- [Task statement] Everything from the line containing "distant mountain ridge in the photo above." to the final line of the records below should be given again exactly, and nothing else.

☆ ☆ ☆ ☆ ☆

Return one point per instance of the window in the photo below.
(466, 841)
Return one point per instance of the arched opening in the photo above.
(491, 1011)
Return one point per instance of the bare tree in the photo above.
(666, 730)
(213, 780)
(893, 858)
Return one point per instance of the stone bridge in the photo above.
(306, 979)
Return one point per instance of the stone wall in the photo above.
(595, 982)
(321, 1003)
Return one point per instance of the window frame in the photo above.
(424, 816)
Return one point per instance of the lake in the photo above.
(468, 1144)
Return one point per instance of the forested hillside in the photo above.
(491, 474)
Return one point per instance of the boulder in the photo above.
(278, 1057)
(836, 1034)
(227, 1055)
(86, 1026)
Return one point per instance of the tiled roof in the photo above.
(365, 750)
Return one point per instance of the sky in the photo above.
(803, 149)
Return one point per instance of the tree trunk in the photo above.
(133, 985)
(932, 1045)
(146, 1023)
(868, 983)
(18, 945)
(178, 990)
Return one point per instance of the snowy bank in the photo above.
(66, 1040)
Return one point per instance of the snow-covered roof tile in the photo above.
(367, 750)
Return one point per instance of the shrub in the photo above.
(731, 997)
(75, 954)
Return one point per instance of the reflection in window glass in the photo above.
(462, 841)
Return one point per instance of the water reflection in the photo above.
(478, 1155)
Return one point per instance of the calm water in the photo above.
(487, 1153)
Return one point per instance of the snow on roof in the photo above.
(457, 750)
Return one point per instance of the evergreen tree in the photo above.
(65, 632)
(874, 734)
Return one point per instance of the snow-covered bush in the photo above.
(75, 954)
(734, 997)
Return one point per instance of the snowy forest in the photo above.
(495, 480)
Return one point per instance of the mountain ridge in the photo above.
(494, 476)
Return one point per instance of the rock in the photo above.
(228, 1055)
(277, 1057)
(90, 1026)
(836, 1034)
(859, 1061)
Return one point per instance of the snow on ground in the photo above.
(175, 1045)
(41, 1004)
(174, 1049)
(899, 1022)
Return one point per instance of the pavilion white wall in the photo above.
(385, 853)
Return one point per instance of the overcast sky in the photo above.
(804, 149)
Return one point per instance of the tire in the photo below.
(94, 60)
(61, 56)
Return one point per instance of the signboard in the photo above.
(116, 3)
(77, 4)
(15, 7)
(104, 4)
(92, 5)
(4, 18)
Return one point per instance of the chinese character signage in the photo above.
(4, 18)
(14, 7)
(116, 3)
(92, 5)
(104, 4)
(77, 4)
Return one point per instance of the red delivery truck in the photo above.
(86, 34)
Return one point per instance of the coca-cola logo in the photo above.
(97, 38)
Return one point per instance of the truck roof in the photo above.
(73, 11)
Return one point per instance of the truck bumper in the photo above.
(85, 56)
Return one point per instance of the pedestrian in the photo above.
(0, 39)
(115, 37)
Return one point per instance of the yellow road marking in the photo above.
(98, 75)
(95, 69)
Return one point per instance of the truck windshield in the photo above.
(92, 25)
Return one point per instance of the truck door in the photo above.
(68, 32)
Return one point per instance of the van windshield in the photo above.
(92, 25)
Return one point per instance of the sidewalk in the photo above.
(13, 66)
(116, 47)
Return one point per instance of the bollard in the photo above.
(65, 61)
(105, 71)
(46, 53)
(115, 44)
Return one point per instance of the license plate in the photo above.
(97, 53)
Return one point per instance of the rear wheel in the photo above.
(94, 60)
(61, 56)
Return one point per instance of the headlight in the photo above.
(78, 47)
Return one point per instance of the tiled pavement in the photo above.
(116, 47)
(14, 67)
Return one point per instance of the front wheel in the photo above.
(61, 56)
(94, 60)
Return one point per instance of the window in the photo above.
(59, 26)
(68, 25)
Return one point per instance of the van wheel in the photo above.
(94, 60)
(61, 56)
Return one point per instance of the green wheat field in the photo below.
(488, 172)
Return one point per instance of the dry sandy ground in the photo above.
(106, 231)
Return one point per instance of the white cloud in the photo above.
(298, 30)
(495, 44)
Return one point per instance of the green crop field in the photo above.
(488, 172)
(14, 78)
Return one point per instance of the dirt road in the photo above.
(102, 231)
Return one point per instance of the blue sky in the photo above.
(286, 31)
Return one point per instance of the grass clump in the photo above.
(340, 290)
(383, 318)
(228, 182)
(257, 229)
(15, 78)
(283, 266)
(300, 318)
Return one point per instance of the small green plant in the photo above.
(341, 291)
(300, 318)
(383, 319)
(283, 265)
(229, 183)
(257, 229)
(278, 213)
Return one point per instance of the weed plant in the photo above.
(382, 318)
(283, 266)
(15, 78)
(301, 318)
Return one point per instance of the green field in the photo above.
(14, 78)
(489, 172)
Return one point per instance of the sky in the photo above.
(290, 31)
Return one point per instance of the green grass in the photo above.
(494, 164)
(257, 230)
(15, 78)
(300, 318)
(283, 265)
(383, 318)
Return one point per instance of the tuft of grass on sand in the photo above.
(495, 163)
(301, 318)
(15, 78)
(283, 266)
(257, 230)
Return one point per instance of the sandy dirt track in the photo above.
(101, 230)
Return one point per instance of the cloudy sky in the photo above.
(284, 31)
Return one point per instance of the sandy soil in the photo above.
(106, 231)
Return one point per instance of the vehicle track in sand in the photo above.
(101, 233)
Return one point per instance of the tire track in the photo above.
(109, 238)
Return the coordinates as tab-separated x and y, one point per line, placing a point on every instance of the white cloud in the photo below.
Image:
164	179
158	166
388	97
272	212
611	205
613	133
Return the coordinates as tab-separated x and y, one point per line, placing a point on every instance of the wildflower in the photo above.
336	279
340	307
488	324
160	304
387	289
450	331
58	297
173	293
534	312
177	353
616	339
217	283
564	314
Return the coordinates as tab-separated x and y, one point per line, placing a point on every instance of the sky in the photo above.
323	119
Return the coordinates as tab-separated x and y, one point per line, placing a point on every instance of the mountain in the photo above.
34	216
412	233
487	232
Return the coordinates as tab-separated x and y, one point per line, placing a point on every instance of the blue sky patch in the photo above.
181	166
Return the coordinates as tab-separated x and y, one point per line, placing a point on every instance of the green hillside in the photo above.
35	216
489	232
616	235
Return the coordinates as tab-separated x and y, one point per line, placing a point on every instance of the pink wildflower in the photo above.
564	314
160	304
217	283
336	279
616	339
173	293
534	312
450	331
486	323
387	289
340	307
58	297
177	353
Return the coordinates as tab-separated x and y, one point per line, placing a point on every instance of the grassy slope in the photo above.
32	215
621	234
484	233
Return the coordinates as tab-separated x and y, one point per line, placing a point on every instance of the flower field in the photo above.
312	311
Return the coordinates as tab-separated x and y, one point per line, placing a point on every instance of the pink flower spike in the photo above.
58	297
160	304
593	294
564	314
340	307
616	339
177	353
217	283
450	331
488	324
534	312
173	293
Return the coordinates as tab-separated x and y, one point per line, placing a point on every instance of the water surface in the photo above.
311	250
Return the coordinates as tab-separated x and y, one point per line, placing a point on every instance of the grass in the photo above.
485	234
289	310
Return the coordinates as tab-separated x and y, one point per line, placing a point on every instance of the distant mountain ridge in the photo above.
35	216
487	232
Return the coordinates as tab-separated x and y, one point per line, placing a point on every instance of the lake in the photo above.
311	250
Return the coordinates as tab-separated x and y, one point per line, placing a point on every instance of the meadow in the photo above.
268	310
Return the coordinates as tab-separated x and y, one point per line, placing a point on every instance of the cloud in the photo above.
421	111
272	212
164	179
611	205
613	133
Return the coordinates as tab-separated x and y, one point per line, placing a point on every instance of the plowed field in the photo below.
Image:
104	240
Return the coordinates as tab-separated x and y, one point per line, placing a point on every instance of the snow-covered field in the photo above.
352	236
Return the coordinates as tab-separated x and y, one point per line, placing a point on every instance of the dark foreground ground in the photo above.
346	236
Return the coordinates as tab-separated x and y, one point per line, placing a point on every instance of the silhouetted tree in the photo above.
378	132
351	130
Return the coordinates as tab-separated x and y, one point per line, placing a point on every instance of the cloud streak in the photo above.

☆ ☆ ☆ ☆ ☆

- [Output for this task]
Return the coordinates as tab-separated x and y, one point per line, placing a point on every instance of the distant mountain ridge in the photo above.
35	216
487	232
Return the coordinates as tab-separated x and y, one point per line, placing a point on every instance of the lake in the photo above.
311	250
Return the coordinates as tab-separated x and y, one point per line, placing a point on every instance of the meadow in the photo above.
268	310
Return the coordinates as tab-separated x and y, one point per line, placing a point on every instance of the cloud in the photo above.
421	111
272	212
164	179
611	205
613	133
Return the coordinates as tab-separated x and y, one point per line, placing a point on every instance of the plowed field in the photo below.
Image:
104	240
Return the coordinates as tab-separated x and y, one point per line, placing a point on every instance of the snow-covered field in the photo above.
352	236
Return the coordinates as tab-separated x and y, one point per line, placing a point on every instance of the dark foreground ground in the photo above.
346	236
Return the coordinates as tab-separated x and y, one point per line, placing a point on every instance of the silhouetted tree in the photo above.
378	132
351	130
Return the coordinates as tab-separated x and y, one point per line, placing a point on every instance of the cloud streak in the photo above.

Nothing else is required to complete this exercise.